Instructions to follow:
Rescale the rows from the line with "Keypoint placement: for" to the line with "[(50, 152), (14, 171), (371, 22), (397, 79), (193, 15)]", both included. Rewrite only those lines, keeping the request, and multiply each point coordinate in the answer by 2.15, rounding to whole numbers with halves rounded up.

Exercise material:
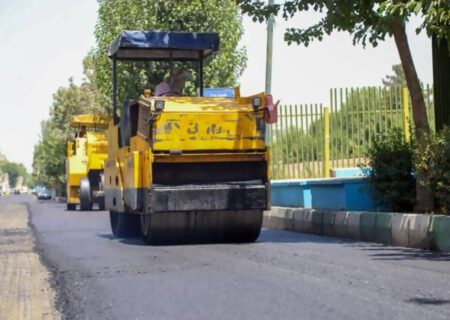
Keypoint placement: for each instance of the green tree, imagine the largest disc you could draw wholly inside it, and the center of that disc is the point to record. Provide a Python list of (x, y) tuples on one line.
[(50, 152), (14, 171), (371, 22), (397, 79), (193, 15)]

--

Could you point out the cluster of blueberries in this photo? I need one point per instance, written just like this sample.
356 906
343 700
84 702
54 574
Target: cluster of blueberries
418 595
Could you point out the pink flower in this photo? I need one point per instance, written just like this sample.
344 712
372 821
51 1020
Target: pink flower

==

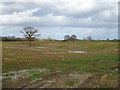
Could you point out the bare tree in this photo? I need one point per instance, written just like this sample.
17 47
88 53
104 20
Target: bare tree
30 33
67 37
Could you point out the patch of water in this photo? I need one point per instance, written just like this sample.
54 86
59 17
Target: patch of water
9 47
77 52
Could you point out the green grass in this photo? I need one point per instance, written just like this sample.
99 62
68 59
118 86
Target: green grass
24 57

The response:
Keypoint placement: for each instance of the green tree, imagine the largest disc you could draw wholly inside it, and the center of that disc is the point to record. Provide a Python list of (x, y) tuples on one line.
[(108, 327), (30, 368), (798, 47), (854, 170), (415, 32)]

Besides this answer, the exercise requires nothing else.